─── Data section ───

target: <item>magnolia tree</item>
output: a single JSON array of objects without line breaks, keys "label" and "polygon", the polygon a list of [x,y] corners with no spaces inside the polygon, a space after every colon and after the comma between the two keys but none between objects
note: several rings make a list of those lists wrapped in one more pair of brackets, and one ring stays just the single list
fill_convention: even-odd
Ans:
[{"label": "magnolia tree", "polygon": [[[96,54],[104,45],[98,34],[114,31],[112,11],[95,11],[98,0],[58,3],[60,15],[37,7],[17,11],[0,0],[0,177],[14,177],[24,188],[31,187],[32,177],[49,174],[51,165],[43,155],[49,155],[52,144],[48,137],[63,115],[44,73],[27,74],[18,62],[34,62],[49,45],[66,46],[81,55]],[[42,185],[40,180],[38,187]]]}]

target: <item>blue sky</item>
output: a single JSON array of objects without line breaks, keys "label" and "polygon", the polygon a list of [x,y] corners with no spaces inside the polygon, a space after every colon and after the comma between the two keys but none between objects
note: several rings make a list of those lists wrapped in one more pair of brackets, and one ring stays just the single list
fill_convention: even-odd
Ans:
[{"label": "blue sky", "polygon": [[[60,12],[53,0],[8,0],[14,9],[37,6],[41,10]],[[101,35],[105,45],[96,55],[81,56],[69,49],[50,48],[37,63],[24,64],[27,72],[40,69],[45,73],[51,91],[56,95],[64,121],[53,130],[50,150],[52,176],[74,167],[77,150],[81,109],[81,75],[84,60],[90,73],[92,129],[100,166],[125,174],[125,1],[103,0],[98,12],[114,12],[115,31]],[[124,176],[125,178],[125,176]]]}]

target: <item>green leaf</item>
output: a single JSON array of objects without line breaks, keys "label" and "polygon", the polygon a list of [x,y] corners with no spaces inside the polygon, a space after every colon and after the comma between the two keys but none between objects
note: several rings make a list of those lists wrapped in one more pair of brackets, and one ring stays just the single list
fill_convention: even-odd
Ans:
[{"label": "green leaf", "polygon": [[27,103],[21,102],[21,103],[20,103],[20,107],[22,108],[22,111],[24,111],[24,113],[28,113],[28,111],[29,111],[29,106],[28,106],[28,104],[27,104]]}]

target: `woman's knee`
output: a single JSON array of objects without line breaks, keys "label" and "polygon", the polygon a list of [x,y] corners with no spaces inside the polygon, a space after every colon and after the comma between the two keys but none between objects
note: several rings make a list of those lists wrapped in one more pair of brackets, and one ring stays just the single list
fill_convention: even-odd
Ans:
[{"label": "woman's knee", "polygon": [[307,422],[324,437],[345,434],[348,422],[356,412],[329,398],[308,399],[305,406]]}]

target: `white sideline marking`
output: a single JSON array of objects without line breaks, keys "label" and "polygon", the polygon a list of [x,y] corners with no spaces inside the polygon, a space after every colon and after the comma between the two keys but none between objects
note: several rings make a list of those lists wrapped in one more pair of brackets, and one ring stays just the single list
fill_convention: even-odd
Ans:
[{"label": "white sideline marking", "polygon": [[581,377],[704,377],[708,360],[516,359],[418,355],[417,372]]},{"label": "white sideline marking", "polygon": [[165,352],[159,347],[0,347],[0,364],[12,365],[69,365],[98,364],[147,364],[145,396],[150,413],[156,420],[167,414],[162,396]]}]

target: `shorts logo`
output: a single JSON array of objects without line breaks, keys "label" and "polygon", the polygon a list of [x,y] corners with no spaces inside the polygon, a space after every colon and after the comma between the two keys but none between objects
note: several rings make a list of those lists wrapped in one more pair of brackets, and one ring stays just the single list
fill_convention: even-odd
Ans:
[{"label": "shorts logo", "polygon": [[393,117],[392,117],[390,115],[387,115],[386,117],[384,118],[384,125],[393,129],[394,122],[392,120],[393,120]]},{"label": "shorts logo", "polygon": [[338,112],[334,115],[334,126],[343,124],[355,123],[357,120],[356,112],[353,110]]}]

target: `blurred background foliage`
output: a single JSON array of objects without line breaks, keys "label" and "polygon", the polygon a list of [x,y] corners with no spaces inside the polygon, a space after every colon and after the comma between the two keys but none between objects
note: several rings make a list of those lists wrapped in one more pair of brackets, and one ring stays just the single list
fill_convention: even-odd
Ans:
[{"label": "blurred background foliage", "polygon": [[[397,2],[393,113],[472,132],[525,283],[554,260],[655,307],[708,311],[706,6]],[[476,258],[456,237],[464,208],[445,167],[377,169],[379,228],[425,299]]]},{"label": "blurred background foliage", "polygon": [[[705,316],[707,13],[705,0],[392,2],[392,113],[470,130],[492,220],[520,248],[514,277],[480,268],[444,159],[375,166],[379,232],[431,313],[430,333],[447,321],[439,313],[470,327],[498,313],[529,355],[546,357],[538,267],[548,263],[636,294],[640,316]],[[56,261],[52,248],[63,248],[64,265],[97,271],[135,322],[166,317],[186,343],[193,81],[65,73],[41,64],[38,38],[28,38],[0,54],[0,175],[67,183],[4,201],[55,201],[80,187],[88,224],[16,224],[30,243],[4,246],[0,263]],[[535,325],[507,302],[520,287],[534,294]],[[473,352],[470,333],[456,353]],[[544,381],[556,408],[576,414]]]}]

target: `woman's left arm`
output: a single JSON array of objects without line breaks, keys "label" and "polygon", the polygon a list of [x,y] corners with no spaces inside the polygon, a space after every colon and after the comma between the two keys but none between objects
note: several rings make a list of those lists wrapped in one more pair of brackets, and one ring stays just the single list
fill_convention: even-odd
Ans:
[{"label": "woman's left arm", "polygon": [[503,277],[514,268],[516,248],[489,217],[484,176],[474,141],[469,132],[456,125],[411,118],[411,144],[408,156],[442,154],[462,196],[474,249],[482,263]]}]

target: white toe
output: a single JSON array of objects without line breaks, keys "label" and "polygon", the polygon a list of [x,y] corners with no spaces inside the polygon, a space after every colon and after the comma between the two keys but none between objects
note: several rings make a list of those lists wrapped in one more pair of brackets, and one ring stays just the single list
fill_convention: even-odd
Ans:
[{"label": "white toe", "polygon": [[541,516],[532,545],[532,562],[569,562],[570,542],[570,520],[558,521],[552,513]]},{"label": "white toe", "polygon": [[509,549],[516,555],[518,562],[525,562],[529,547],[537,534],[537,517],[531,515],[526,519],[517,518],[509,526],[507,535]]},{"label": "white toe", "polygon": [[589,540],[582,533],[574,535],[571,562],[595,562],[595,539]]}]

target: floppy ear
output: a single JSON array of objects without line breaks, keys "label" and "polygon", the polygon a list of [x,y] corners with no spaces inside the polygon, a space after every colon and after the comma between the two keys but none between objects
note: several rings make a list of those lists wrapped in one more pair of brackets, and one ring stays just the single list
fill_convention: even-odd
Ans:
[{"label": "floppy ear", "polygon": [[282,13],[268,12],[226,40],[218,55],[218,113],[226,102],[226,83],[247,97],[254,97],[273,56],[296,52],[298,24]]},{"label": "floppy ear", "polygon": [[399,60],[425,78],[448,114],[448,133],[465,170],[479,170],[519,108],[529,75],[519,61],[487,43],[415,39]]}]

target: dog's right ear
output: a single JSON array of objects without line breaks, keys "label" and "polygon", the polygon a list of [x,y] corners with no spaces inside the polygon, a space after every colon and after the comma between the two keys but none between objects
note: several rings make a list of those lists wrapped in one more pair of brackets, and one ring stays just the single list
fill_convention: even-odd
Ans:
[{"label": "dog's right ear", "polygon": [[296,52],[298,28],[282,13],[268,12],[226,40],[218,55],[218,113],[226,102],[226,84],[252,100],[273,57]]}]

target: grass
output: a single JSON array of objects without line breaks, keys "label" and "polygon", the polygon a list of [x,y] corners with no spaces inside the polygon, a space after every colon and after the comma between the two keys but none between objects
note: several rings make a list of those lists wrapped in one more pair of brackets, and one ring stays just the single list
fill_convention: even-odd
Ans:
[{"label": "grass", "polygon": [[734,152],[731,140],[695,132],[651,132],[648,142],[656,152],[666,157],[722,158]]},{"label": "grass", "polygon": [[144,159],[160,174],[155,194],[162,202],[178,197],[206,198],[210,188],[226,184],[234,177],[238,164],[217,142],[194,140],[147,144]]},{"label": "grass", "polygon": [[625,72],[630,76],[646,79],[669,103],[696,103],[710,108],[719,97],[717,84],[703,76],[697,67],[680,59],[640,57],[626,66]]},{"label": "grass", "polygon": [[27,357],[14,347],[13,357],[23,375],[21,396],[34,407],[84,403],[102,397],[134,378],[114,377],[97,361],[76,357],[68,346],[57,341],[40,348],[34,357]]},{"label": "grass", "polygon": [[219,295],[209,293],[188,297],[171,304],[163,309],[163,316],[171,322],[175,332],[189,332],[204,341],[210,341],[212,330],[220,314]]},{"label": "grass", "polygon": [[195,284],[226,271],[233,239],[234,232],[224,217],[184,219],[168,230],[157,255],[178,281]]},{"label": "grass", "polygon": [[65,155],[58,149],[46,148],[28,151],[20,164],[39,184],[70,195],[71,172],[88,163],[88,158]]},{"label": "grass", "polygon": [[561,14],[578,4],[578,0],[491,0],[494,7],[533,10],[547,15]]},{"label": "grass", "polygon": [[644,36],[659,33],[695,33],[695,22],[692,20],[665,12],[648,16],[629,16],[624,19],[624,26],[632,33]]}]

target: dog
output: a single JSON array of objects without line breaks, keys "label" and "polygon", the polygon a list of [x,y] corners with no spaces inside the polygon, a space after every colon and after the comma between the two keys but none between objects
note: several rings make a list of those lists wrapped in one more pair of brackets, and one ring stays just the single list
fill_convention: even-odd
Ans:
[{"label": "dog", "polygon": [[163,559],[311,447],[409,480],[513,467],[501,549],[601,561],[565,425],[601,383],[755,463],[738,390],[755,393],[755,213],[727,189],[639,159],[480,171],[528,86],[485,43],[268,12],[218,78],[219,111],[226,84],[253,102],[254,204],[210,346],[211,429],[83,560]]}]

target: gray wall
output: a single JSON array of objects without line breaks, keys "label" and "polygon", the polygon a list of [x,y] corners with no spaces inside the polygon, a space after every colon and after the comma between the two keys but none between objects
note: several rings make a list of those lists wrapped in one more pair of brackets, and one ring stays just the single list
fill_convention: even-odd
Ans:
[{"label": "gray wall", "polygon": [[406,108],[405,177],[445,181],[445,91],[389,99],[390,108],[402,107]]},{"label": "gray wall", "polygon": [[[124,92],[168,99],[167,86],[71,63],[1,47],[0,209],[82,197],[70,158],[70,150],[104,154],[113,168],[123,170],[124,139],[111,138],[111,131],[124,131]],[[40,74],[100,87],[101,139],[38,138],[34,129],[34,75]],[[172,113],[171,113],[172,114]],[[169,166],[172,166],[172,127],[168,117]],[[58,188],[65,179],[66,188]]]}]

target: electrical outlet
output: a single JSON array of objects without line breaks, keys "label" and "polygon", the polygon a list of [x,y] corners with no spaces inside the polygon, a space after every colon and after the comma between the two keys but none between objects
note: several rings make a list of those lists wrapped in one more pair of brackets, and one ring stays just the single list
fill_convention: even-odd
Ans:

───

* Task directions *
Write out the lines above from the one containing "target: gray wall" through the last, exactly as they are.

* Answer to the task *
target: gray wall
output: a single JSON array of objects without line breaks, keys "label" and "polygon", the polygon a list of [x,y] corners with no spaces inside the polygon, a space after every colon and after the comma between the two keys but none between objects
note: several rings make a list of those lists wrapped in one more pair of brackets, and one ring stays just the single list
fill_convention: even-odd
Ans:
[{"label": "gray wall", "polygon": [[406,108],[405,177],[445,181],[445,91],[389,99],[390,108],[402,107]]},{"label": "gray wall", "polygon": [[[124,92],[168,99],[167,86],[71,63],[1,47],[0,209],[82,197],[70,158],[70,150],[104,154],[113,168],[123,170],[124,139],[111,138],[111,131],[124,131]],[[40,74],[100,87],[101,139],[38,138],[34,129],[34,75]],[[172,113],[171,113],[172,114]],[[169,166],[172,166],[172,127],[168,117]],[[58,188],[65,179],[66,188]]]}]

target: electrical outlet
output: a single JSON array of objects without line breaks, keys "label" and "polygon", the polygon a list of [x,y] corners with no spaces inside the polygon, a space after every colon and after the comma between the two keys but none between objects
note: several rings make a list of those lists wrapped in one more pair of brackets, and one ring stays just the single list
fill_convention: even-odd
Ans:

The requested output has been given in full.